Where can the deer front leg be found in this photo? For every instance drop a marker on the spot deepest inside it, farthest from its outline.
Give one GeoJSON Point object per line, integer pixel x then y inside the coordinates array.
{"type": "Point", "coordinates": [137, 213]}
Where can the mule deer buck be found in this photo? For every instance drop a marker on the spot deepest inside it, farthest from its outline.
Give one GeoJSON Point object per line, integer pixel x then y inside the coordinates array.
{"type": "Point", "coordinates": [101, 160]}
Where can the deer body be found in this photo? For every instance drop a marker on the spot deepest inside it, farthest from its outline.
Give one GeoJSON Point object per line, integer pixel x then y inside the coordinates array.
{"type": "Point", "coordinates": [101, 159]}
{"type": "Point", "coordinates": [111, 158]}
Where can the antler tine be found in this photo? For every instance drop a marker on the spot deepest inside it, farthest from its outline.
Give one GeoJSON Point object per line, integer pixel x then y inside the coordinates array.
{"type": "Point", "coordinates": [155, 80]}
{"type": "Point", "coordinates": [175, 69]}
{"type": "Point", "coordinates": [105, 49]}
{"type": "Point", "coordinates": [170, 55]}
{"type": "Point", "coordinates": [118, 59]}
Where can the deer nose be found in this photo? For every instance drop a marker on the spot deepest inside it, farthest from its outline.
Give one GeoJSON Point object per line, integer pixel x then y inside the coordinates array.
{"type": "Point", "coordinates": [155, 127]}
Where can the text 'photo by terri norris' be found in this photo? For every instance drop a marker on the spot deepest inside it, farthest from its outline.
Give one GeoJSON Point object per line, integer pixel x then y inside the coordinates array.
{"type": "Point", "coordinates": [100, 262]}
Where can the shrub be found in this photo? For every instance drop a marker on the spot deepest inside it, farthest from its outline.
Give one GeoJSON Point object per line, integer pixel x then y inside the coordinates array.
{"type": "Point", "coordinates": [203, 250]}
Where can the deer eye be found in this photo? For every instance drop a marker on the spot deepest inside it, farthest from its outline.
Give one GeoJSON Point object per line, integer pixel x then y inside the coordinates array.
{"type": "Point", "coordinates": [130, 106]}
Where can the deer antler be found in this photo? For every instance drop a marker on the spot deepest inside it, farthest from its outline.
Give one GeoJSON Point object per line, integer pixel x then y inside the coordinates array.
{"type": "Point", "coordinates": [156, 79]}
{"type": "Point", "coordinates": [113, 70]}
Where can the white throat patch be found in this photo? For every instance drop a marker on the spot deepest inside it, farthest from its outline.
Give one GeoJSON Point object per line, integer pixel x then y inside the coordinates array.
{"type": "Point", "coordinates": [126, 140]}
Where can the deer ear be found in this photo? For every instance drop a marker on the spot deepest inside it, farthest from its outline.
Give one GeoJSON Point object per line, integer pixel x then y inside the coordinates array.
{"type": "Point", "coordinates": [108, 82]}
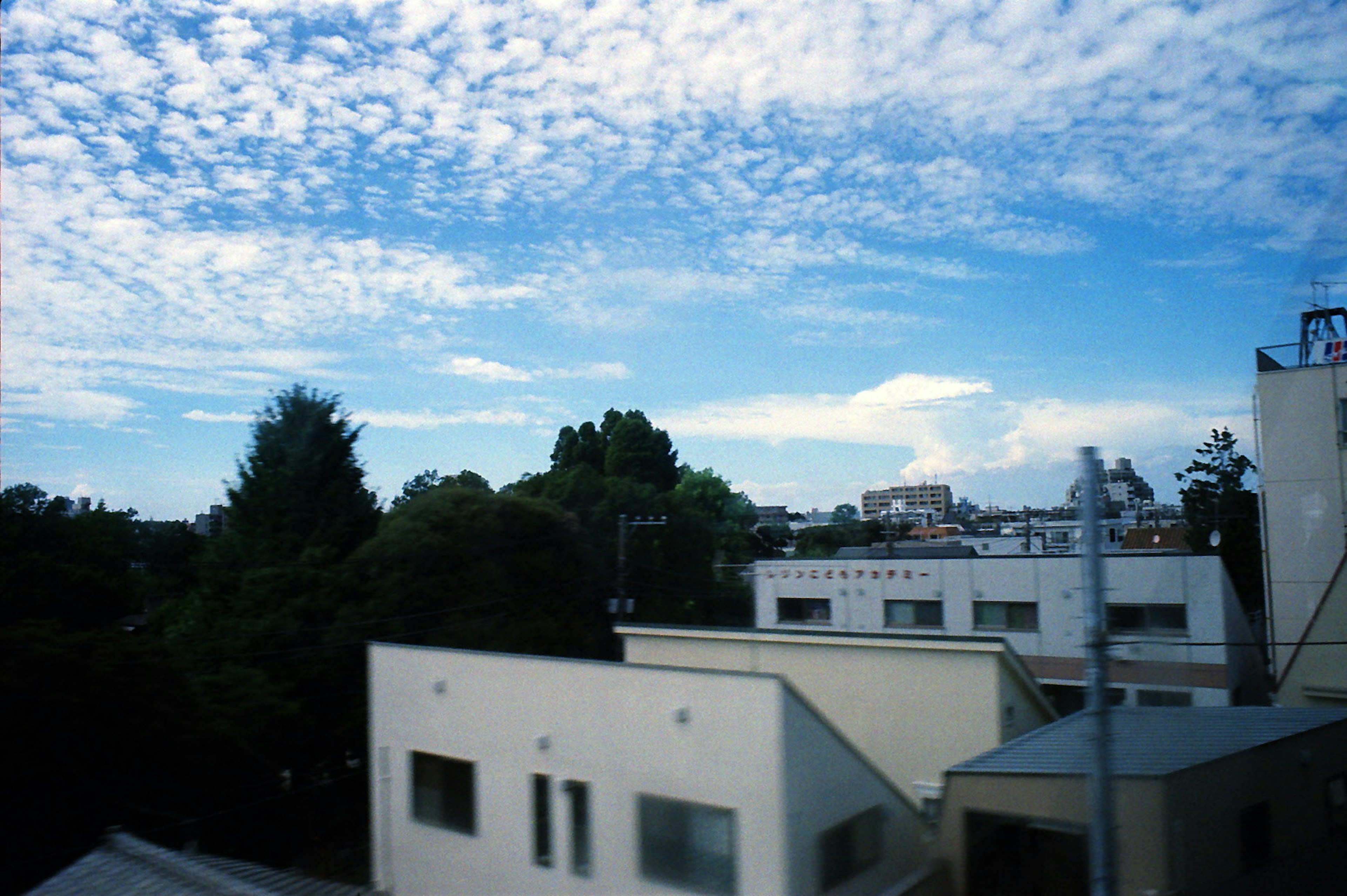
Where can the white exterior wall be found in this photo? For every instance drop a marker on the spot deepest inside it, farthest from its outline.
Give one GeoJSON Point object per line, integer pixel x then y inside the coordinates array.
{"type": "Point", "coordinates": [1303, 502]}
{"type": "Point", "coordinates": [1054, 584]}
{"type": "Point", "coordinates": [615, 727]}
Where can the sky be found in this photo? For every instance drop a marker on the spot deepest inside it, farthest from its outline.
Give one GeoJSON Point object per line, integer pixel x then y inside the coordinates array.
{"type": "Point", "coordinates": [827, 246]}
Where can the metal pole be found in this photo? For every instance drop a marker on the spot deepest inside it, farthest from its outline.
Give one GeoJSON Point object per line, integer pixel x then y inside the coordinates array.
{"type": "Point", "coordinates": [622, 566]}
{"type": "Point", "coordinates": [1097, 681]}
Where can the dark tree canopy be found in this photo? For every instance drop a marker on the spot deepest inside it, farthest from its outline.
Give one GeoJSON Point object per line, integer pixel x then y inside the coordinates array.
{"type": "Point", "coordinates": [624, 445]}
{"type": "Point", "coordinates": [302, 487]}
{"type": "Point", "coordinates": [1215, 499]}
{"type": "Point", "coordinates": [428, 480]}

• • •

* [Exercise details]:
Please lay out all of the material above as a JSON list of strings, one string per line, with blank lines left out. Leave the pictures out of your answer.

* [Task solution]:
[
  "Where can the deer front leg be found in this photo? For every instance drop a marker on the spot deepest inside it, farthest from its outline.",
  "Give one GeoJSON Point object per line, integer pixel x then y inside the coordinates array.",
  "{\"type\": \"Point\", \"coordinates\": [137, 213]}",
  "Where can the mule deer buck be found in this photo? For every instance drop a marker on the spot deepest inside it, farthest from its outline.",
  "Give one GeoJSON Point object per line, integer pixel x then y inside the coordinates array.",
  "{\"type\": \"Point\", \"coordinates\": [101, 160]}",
  "Where can the deer body be found in this photo? For every instance drop a marker on the spot deepest inside it, farthest from its outline.",
  "Give one GeoJSON Point object per line, integer pixel x then y inside the coordinates array.",
  "{\"type\": \"Point\", \"coordinates\": [101, 159]}",
  "{\"type\": \"Point\", \"coordinates\": [111, 158]}",
  "Where can the antler tine be found in this photo? For every instance drop a marker on the spot deepest inside it, farthest from its outline.",
  "Give one GeoJSON Point object per line, integer pixel x then y inside the coordinates array.",
  "{\"type\": \"Point\", \"coordinates\": [155, 80]}",
  "{\"type\": \"Point\", \"coordinates\": [175, 69]}",
  "{\"type\": \"Point\", \"coordinates\": [105, 49]}",
  "{\"type\": \"Point\", \"coordinates\": [170, 55]}",
  "{\"type\": \"Point\", \"coordinates\": [118, 59]}",
  "Where can the deer nose be found in this photo? For every instance drop a marker on the spot deepest inside it, farthest from its outline.",
  "Give one GeoJSON Point object per line, integer pixel x then y inside the coordinates array.",
  "{\"type\": \"Point\", \"coordinates\": [155, 127]}",
  "Where can the text 'photo by terri norris' be found in this photo? For every instance drop a marker on the spot deepest inside it, farthest from its outline.",
  "Give one GeoJSON Point object per line, integer pixel x then y inside the coordinates array.",
  "{\"type\": \"Point\", \"coordinates\": [100, 262]}",
  "Where can the shrub be found in this photo? For every instance drop a marker on the spot deepest inside it, farthest from its outline.",
  "Give one GeoJSON Point object per line, integer pixel x then y inside the coordinates array.",
  "{\"type\": \"Point\", \"coordinates\": [203, 250]}",
  "Where can the deer eye be found in this photo? For every instance drop a marker on the spot deepest inside it, farthest from its outline.",
  "Give one GeoJSON Point object per line, integer pixel x then y inside the coordinates array.",
  "{\"type\": \"Point\", \"coordinates\": [130, 106]}",
  "Where can the deer antler be found in this photo? For every instance drop a marker on the spot deepest inside it, farthest from its outline.",
  "Give one GeoJSON Point object per line, integer pixel x then y inside the coordinates array.",
  "{\"type\": \"Point\", \"coordinates\": [156, 79]}",
  "{\"type\": \"Point\", \"coordinates\": [113, 70]}",
  "Where can the white throat patch be found in this photo? For every instance drop a marker on the spot deepest inside it, farthest from its outline.",
  "Give one GeoJSON Point object per line, integer pixel x then y inside the coordinates array.",
  "{\"type\": \"Point\", \"coordinates\": [126, 140]}",
  "Where can the deer ear be found in this photo? For every instance drop a marker on the spot deepest inside it, farthest from its outline.",
  "Give one GeoJSON Point object per line, integer pixel x then y inside the coordinates array.",
  "{\"type\": \"Point\", \"coordinates\": [108, 82]}",
  "Where can the white exterior wall be found in this photo? For every instance drop a marker on the spot deepest inside it, farthest from its outline.",
  "Give one GeoJSON Point object per line, integer pixel x then y inside the coordinates array.",
  "{\"type\": \"Point\", \"coordinates\": [1303, 502]}",
  "{\"type\": \"Point\", \"coordinates\": [1054, 584]}",
  "{\"type\": \"Point\", \"coordinates\": [615, 727]}",
  "Where can the sky be found in this photo? For every instance drop a marker on the spot deepest inside it, farthest from its outline.",
  "Give one GeoJSON Point object per line, integer pixel x then y inside the coordinates array.",
  "{\"type\": \"Point\", \"coordinates\": [827, 246]}",
  "Where can the metal pole be found in this photo? For every instance drop a marker on the spot deepest inside it, farthest from its outline.",
  "Give one GeoJSON Point object per line, integer pixel x then y inside the coordinates array.",
  "{\"type\": \"Point\", \"coordinates\": [622, 566]}",
  "{\"type\": \"Point\", \"coordinates\": [1097, 681]}",
  "Where can the dark tree canopy be found in this photo? For every instance drop a marker on the spot deepest inside it, farthest from its outline.",
  "Give one GeoJSON Point object per line, integer pixel x then y inside the coordinates array.",
  "{\"type\": \"Point\", \"coordinates\": [624, 445]}",
  "{\"type\": \"Point\", \"coordinates\": [302, 487]}",
  "{\"type\": \"Point\", \"coordinates\": [1215, 499]}",
  "{\"type\": \"Point\", \"coordinates\": [428, 480]}"
]